Work to complete:
(A) Answer these about the forum post on Reactant not finding a GPU on Colab:
(i) Which two GPU options does the poster name when selecting a runtime?
(ii) What error message appears first in the output?
(iii) Which package does the poster check as a comparison?
(B) From the forum post on Reactant and Colab GPUs, reproduce the text word for word, starting at "No GPU client" and continuing up to and including "a similar issue?".

Passage given:
Issues with Reactant unable to find GPU on Colab, but CUDA.jl can

Hi guys, currently when using the Julia backend on Google Colab, I haven’t been able to get Reactant to find any Nvidia GPUs when I select a GPU runtime on Colab. E.g. when I select A100 or the L4 GPU, and then try to run:

Reactant.set_default_backend(“gpu”)

I get the following error:

No GPU client foundStacktrace: [1] error(s::String) @ Base ./error.jl:35 
[2] client(backend::String) @ Reactant.XLA ~/.julia/packages/Reactant/cbTiTU/src/xla/XLA.jl:82 
[3] set_default_backend @ ~/.julia/packages/Reactant/cTiTU/src/xla/XLA.jl:104 [inlined] 
[4] set_default_backend(backend::String) @ Reactant ~/.julia/packages/Reactant/cTiTU/src/Reactant.jl:293 
[5] top-level scope @ In[15]:1 

I’m wondering if anyone else is facing a similar issue?

As a comparison, I checked to see if at least CUDA.jl is able to find the GPU:

using Pkg
Pkg.add("CUDA")
using CUDA

println("Attempting to check CUDA functionality...")
if CUDA.functional()
    println("SUCCESS: CUDA.jl is functional and a GPU is available!")
    println("CUDA versioninfo():")

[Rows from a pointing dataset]
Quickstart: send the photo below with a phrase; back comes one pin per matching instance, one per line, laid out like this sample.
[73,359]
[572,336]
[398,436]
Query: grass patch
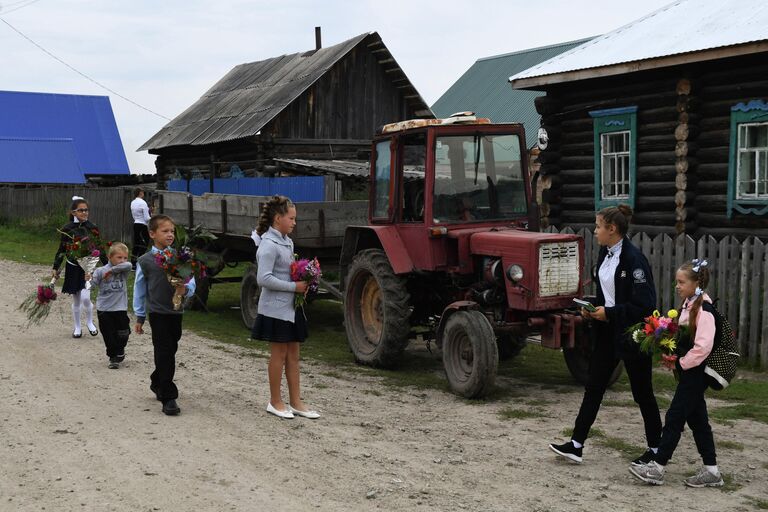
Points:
[730,445]
[511,413]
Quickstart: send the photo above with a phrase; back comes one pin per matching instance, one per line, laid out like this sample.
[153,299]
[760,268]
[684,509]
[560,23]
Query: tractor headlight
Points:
[515,273]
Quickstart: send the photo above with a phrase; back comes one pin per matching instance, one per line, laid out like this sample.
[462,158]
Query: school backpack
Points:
[720,366]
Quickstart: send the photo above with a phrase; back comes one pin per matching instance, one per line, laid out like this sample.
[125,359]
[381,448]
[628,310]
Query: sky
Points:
[165,55]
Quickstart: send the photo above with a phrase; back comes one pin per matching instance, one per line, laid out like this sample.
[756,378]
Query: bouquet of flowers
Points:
[658,334]
[307,271]
[38,304]
[86,250]
[185,259]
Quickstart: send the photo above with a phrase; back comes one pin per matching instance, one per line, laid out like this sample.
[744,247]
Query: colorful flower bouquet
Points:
[308,271]
[186,258]
[38,304]
[658,334]
[86,250]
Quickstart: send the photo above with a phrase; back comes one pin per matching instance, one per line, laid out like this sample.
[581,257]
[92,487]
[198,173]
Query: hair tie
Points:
[698,263]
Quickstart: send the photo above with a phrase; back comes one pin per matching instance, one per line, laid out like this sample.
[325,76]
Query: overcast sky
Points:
[165,54]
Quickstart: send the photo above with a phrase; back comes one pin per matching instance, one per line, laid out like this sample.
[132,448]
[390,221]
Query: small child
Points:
[152,286]
[688,404]
[112,303]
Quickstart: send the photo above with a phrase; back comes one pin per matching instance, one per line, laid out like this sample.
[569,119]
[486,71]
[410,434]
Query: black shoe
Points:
[171,408]
[645,458]
[568,451]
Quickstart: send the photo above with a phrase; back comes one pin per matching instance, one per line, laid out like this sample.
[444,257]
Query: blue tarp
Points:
[87,121]
[299,189]
[35,160]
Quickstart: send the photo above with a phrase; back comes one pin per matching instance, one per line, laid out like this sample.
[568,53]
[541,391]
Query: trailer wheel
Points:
[470,355]
[510,345]
[249,297]
[577,358]
[376,310]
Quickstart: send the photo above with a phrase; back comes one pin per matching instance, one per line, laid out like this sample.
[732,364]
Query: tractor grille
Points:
[558,269]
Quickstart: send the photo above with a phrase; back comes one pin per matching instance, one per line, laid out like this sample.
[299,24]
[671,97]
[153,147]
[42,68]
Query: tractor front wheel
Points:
[376,310]
[470,355]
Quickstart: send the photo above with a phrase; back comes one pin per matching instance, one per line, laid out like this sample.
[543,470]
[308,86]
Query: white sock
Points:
[76,313]
[85,300]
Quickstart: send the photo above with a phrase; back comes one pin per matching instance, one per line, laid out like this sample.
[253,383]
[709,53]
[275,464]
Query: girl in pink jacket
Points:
[688,404]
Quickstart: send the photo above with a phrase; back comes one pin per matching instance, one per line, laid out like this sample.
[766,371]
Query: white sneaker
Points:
[313,415]
[286,415]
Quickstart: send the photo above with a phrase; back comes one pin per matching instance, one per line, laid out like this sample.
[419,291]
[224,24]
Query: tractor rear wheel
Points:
[376,310]
[249,297]
[470,355]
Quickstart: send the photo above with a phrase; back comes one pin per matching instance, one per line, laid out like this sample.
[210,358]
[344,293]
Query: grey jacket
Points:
[274,257]
[113,293]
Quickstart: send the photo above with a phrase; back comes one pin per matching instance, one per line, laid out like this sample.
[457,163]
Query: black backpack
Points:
[720,365]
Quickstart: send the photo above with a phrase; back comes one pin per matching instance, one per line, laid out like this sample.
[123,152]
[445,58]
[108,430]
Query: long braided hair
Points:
[701,277]
[278,205]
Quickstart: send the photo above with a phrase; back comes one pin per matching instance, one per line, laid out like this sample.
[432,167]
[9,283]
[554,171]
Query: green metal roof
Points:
[484,89]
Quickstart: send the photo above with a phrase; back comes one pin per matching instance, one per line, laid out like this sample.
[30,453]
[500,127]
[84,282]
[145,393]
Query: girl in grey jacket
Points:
[278,322]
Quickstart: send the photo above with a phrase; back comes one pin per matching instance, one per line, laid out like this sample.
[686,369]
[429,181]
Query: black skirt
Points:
[272,330]
[74,278]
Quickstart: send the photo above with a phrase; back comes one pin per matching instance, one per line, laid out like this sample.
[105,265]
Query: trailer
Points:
[319,231]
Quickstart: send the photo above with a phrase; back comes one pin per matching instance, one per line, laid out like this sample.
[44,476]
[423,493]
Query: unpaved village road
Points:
[75,435]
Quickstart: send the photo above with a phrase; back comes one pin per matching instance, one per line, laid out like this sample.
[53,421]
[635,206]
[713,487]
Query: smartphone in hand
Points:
[586,305]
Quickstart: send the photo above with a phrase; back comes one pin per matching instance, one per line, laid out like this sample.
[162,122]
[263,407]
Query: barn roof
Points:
[484,89]
[251,95]
[683,31]
[41,121]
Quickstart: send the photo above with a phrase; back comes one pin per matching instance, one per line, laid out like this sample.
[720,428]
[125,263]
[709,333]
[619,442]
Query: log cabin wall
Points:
[683,138]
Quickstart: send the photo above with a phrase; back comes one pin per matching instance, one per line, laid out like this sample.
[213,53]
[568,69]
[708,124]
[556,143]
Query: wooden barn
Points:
[669,114]
[319,105]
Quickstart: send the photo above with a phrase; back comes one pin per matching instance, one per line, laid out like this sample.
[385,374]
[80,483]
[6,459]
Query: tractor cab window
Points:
[478,178]
[383,181]
[413,153]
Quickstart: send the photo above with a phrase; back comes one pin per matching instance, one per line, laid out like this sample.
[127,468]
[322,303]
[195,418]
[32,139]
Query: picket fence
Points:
[738,280]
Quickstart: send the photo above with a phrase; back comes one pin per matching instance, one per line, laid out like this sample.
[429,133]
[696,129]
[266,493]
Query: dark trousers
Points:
[688,406]
[602,363]
[140,241]
[115,329]
[166,333]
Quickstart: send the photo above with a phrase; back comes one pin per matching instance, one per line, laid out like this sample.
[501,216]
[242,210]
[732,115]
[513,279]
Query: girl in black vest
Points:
[625,295]
[74,276]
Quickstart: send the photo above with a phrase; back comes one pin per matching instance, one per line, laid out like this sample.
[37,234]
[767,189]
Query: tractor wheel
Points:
[249,297]
[510,345]
[376,310]
[470,355]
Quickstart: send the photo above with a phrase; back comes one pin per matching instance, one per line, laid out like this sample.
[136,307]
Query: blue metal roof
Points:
[87,121]
[39,161]
[484,89]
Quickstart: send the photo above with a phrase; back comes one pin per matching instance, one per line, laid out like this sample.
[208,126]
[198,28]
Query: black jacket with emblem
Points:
[635,297]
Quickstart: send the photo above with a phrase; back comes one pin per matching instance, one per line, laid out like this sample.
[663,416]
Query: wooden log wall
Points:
[683,122]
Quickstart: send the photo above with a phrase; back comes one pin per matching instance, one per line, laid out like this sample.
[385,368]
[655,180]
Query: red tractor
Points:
[452,247]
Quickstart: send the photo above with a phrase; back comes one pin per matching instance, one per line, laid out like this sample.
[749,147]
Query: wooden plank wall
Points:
[109,207]
[738,279]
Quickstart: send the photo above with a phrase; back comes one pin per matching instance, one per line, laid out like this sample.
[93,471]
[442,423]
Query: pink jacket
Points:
[705,335]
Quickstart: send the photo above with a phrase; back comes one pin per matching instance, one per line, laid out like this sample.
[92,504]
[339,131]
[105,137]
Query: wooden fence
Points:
[738,280]
[109,207]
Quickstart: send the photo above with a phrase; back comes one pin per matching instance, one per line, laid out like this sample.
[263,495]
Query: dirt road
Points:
[75,435]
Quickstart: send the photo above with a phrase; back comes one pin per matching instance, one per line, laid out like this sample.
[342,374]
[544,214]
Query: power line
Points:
[81,73]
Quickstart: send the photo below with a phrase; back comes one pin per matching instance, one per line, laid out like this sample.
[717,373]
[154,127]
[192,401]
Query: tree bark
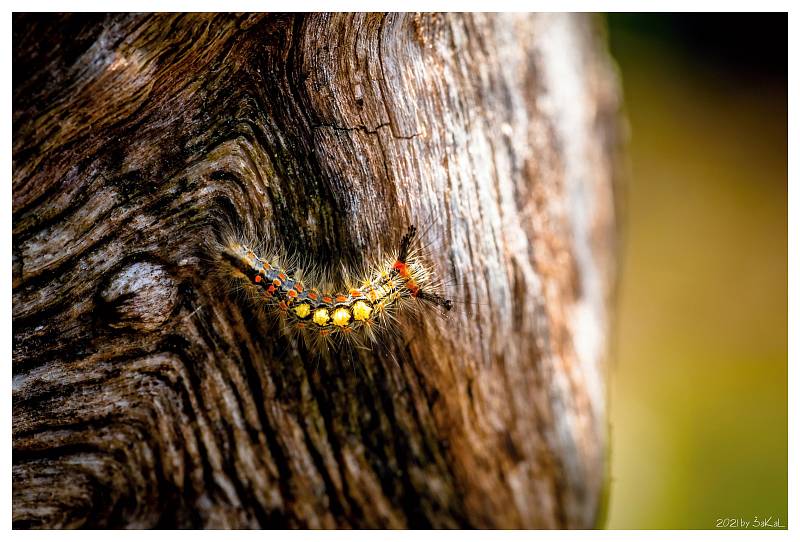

Outputs by task:
(A)
(i) A100 and L4
(ii) No GPU client found
(iii) CUDA.jl

(B)
No GPU client foundStacktrace: [1] error(s::String) @ Base ./error.jl:35 
[2] client(backend::String) @ Reactant.XLA ~/.julia/packages/Reactant/cbTiTU/src/xla/XLA.jl:82 
[3] set_default_backend @ ~/.julia/packages/Reactant/cTiTU/src/xla/XLA.jl:104 [inlined] 
[4] set_default_backend(backend::String) @ Reactant ~/.julia/packages/Reactant/cTiTU/src/Reactant.jl:293 
[5] top-level scope @ In[15]:1 

I’m wondering if anyone else is facing a similar issue?